» **Work instructions**: Copy every line of the material below word for word, with nothing changed, added, or left out.

» **Available data**:
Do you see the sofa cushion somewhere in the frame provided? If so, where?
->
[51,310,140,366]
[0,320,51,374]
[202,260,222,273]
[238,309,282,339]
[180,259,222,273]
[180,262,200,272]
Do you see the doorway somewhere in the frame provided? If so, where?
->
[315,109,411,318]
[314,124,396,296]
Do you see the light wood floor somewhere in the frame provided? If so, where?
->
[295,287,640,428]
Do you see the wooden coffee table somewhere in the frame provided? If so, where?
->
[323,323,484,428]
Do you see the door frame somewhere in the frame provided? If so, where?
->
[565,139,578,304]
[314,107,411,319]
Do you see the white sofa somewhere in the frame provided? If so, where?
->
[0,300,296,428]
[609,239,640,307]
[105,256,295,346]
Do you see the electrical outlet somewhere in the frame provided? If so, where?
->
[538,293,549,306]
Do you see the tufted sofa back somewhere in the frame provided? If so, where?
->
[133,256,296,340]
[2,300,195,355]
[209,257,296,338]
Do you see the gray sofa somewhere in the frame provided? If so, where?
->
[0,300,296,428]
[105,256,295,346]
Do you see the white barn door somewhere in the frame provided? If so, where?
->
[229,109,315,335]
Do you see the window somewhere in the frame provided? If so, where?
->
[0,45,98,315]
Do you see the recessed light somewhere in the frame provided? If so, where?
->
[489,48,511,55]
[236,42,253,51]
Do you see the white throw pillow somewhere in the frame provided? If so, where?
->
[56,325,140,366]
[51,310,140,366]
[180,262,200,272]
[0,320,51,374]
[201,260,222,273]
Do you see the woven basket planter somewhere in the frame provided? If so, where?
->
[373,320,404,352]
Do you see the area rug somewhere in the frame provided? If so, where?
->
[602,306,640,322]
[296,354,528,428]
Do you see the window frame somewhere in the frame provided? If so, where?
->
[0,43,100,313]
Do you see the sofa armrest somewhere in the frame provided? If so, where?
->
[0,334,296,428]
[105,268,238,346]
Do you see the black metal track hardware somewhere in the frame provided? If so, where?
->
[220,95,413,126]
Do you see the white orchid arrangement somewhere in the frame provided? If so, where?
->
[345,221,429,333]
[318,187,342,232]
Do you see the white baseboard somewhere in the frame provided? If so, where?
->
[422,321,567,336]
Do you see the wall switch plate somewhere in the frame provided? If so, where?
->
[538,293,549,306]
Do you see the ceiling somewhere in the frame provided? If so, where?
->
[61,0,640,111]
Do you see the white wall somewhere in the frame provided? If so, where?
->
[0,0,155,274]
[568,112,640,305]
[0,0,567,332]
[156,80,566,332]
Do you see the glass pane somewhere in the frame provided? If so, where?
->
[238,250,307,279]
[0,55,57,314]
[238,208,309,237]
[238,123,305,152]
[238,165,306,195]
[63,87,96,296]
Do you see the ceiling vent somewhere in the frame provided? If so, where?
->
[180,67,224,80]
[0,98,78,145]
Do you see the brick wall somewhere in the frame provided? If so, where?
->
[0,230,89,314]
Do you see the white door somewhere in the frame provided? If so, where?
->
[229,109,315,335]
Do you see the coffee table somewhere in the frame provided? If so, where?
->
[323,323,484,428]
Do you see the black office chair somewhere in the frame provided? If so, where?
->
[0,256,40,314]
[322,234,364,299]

» **Output below**:
Do you see the sofa cushion somewhere in the frame provided? If so, where?
->
[51,310,140,366]
[0,320,51,374]
[202,260,222,273]
[238,309,282,339]
[180,259,222,273]
[180,262,200,272]
Do you see the doorway somewhere in the frame provided? If so, where?
->
[315,109,411,318]
[314,124,396,296]
Do you see the light wood floor somewhere in the frame provided? If so, where?
->
[295,287,640,428]
Do you see the wooden coffee table somewhere in the frame provided? If so, where?
->
[323,323,484,428]
Do you see the door frame somewhere in the frame provided? If so, where?
->
[565,139,578,304]
[314,107,411,319]
Do you see the white sofa somewhere in the frame provided? If so, where?
->
[0,300,296,428]
[609,239,640,307]
[105,256,295,346]
Do you see the electrical outlet somewhere in the frame provided? If so, where?
->
[538,293,549,306]
Do you see the tufted sofa back somewhere in the frame provided? If so, where?
->
[133,256,296,340]
[2,300,195,355]
[209,257,296,338]
Do you see the gray sofa somewhere in the frame provided? If so, where?
->
[0,300,296,428]
[105,256,295,346]
Do you see the white barn door somewhere in the frame provided? If so, where?
->
[229,109,315,335]
Do you see the window somewhere in the frame provided? If so, where?
->
[0,45,98,315]
Do you see the recessed light somewhere in the frame provided? If so, where?
->
[489,48,511,55]
[236,42,253,51]
Do you see the white throw pillow somewhere in the frame provided? If so, where?
->
[56,325,140,366]
[51,310,140,366]
[180,262,200,272]
[0,320,51,374]
[201,260,222,273]
Do you see the woven basket planter somewhere in the frame provided? If so, where?
->
[373,320,404,352]
Do you see the area rug somewhere in the frame provided? If so, where?
->
[602,306,640,322]
[296,354,528,428]
Do you see the window frame somewhere in the frame provided? If so, where?
->
[0,43,100,313]
Do you see the sofa armrest somewhere in the frame provided? If so, where?
->
[0,334,296,428]
[105,268,238,346]
Do you see the black metal track hardware somewhere in the frame provided? If so, where?
->
[220,95,413,126]
Do you see the white orchid arrangement somewhere in the frame provided? If so, where?
->
[345,221,429,333]
[318,187,342,232]
Do you see the white baseboard somewhere in the frame provided? If so, where?
->
[422,321,567,336]
Do you see the wall switch plate somewhere in the frame provided? If so, where?
->
[538,293,549,306]
Do you see the ceiling somewhere in the frame provided? If so, where?
->
[61,0,640,111]
Do you see the white wall somewhere in the frame provided? If so, where?
->
[0,0,155,274]
[568,112,640,305]
[0,0,567,332]
[156,80,566,332]
Do you see the glass pane somewhere in the frame provided? If so, where?
->
[238,250,307,279]
[0,55,57,314]
[238,208,309,237]
[238,123,305,152]
[238,165,306,195]
[63,87,96,296]
Do you see the ceiling vent somewhere in the frame provided? If so, where?
->
[180,67,224,80]
[0,98,78,145]
Do you see the brick wall somewhere in the frame provided? If so, where?
->
[0,230,89,314]
Do you see the white door somewhere in the frame provided? If so, where?
->
[229,109,315,335]
Do you see the coffee table somewhere in the frame provided? If so, where?
->
[323,323,484,428]
Do you see the black office chair somewhere in the frame provided? If so, where?
->
[0,256,40,314]
[322,234,364,299]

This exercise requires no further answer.